▸ **Exercise directions**
All of the data needs to be printed again, exactly as written.

Saved entries

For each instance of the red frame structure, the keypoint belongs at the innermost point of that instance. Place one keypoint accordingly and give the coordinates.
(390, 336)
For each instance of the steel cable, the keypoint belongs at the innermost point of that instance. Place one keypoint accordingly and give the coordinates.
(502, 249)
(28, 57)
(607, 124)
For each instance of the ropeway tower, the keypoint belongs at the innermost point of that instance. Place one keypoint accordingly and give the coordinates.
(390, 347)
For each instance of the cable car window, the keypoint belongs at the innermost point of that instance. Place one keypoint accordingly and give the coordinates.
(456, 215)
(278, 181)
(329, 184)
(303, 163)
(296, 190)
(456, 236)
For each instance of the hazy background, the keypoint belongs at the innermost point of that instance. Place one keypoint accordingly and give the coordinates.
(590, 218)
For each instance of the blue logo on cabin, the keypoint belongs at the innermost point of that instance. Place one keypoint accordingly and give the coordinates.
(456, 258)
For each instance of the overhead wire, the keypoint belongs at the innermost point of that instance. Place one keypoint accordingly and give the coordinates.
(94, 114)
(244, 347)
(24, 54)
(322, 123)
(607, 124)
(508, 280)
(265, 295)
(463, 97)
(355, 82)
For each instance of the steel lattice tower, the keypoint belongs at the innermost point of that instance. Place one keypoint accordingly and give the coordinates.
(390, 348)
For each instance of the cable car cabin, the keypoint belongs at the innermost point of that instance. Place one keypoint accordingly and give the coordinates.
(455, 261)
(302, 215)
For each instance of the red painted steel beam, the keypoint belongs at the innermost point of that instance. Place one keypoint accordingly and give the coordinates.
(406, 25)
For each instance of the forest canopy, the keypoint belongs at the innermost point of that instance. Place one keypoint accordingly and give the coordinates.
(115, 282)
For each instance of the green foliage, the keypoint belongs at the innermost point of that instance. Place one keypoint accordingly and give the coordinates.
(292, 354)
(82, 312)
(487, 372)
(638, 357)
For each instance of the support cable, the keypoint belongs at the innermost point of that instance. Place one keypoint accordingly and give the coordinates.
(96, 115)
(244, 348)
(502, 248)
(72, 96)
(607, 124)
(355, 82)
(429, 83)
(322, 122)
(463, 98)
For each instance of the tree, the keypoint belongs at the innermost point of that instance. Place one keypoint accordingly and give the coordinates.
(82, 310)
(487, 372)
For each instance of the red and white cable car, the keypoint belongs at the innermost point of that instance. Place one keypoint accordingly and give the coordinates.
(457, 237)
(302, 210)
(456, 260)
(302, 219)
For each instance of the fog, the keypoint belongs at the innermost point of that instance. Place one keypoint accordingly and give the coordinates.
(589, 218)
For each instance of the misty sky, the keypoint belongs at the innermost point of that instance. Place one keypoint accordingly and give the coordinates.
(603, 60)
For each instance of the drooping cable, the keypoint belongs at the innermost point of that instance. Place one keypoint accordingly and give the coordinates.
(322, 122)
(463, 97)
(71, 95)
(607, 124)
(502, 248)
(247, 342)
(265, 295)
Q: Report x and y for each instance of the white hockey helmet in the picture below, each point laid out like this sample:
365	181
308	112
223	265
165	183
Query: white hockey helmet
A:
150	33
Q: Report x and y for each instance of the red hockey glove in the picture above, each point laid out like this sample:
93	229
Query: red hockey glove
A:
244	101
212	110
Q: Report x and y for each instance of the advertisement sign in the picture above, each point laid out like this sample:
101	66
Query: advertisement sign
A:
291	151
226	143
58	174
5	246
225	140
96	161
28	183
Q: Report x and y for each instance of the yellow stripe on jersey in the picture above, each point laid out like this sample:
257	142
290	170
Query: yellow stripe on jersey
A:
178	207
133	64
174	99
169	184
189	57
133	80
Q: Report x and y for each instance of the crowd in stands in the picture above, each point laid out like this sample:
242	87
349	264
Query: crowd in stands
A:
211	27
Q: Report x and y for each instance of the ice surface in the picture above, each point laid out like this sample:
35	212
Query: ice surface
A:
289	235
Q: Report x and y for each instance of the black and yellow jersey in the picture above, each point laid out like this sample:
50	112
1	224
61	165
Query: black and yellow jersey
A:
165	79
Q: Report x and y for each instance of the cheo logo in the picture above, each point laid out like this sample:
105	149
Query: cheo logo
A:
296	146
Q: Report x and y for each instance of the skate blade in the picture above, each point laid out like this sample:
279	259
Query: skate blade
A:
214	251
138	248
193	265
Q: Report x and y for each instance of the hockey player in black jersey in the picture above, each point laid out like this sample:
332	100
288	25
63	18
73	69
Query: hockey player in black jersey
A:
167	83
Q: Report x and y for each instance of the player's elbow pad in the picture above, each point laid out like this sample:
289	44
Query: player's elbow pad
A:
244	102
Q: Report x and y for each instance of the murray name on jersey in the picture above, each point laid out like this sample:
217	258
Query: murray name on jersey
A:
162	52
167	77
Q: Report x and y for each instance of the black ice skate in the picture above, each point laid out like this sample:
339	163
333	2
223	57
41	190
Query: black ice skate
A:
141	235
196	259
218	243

▸ **Solution**
For each instance of the red frame structure, the keypoint belongs at the innermost point of that instance. Place one keypoint accordingly and give the coordinates.
(390, 336)
For each instance of the steel cable, the keypoint belongs at the innermost point of that instance. Place one keypoint accordingly and give the coordinates.
(502, 249)
(28, 57)
(607, 124)
For each instance of the ropeway tower, the keypoint belongs at the innermost point of that instance. Place one keypoint accordingly and give the coordinates.
(390, 347)
For each instance of the cable car window, the keypoint belongs at the innermost point of that instance. Place one keypoint accordingly and give the coordinates.
(456, 215)
(278, 181)
(329, 184)
(303, 163)
(296, 190)
(456, 236)
For each instance of the hazy background, the keypoint belongs at the innermost point of that instance. Place one keypoint accordingly and give the coordinates.
(590, 218)
For each instance of the blue logo on cabin, the keypoint belongs at the innermost point of that instance. Place one keypoint accordingly and give the coordinates.
(456, 258)
For each instance of the overhead wire, the keypoint belongs at the innermost point of that instance. Place one keypoint accordingly and give the coordinates.
(94, 114)
(244, 347)
(24, 54)
(322, 123)
(607, 124)
(508, 280)
(265, 295)
(463, 97)
(355, 82)
For each instance of the steel lattice tower, the keypoint belongs at the innermost point of that instance. Place one keypoint accordingly and give the coordinates.
(390, 348)
For each instance of the cable car cabin, the keypoint belongs at the innermost point of that instance. Place one keypoint accordingly and give the coordinates.
(455, 261)
(302, 215)
For each instance of the red painted steel beam, the keypoint belongs at the innermost point of that instance. Place one keypoint accordingly and give the coordinates.
(406, 25)
For each instance of the forest canopy, the keypoint belongs at the innermost point of that instance. Place one keypoint accordingly and give the coordinates.
(115, 282)
For each instance of the green foliage, the keypoint belongs at the innermost point of that instance. Place one keypoint accordingly and give the coordinates.
(292, 354)
(82, 312)
(487, 372)
(638, 357)
For each instance of the support cable, the keypoint belongs at the innermost point of that instance. Place one keypoint accordingly and give the coordinates.
(96, 115)
(244, 348)
(502, 248)
(72, 96)
(607, 124)
(355, 82)
(429, 83)
(322, 122)
(463, 98)
For each instance of the tree, the keypoint belongs at the innermost point of that instance. Place one keypoint accordingly and give the coordinates.
(82, 310)
(487, 372)
For each instance of the red and white cable car, the keypoint belongs at the innermost point of that instance. Place one keypoint accordingly and give the coordinates.
(457, 237)
(302, 210)
(456, 260)
(302, 219)
For each instance of the fog, the keypoint belongs at the innermost point of that instance. Place one keypoint accordingly and give the coordinates.
(589, 218)
For each instance of the misty sky, the keypoint belongs at the innermost point of that instance. Place one keypoint accordingly and give the coordinates.
(603, 60)
For each instance of the drooping cable, the keypoint belongs at the innermost point of that instance. Place one keypoint accordingly and give the coordinates.
(322, 122)
(463, 97)
(71, 95)
(607, 124)
(502, 248)
(247, 342)
(265, 295)
Q: Report x and y for each instance of the white hockey helmet in the picture below, each point laid out like this sample:
365	181
308	112
223	265
165	183
Query: white hockey helmet
A:
150	33
Q: Report x and y for each instance of the red hockey glove in the picture above, each point laid out like this sample:
93	229
Query: red hockey glove
A:
244	101
212	110
Q: Report x and y for each instance of the advertisement sign in the picture above, each point laid out like this sample:
101	66
Query: advertisement sign
A:
291	151
226	143
58	174
5	246
225	140
96	161
28	183
Q: Report x and y for each instance of the yellow stripe on jersey in the picture above, each point laid out like this sample:
257	142
290	170
Query: yellow stripe on jersey
A:
178	207
133	64
174	99
169	184
189	57
133	80
Q: Report x and y for each instance of the crowd in stands in the picture above, each point laid out like this sample:
242	87
349	264
Query: crowd in stands
A:
211	27
Q: Report x and y for each instance of the ice surface in the picture above, each point laid out like this sample:
35	212
Query: ice surface
A:
289	235
Q: Report x and y for each instance of the black and yellow jersey in the picture above, each point laid out like this sample:
50	112
1	224
61	165
Query: black and yellow jersey
A:
165	79
Q: Report x and y for each instance of the cheo logo in the picture above, each point laid out like this sample:
105	149
Query: cheo logo
A:
296	146
Q: Report x and y for each instance of the skate blade in the picture above, each point laid out like this sample:
279	259
Query: skate blade
A:
214	251
138	248
193	265
Q: Report x and y for each instance of the hockey player in black jersey in the picture above, each point laid out like this sample:
332	100
288	25
63	18
73	69
Query: hockey player in black jersey
A:
167	83
Q: Report x and y for each instance of the player's elbow pad in the picture above, each point laid out like this sample:
289	44
Query: player's elbow pad
A:
244	102
Q: Report x and y for each instance of the murray name on jersey in the picture above, each point laid out like this sample:
217	258
Query: murray name on jersey
A:
162	52
167	77
Q: Report x and y for each instance of the black ice skate in the picture above, each point laid out like this sample:
339	163
333	2
223	57
41	190
Query: black ice skate
A:
141	235
196	259
218	243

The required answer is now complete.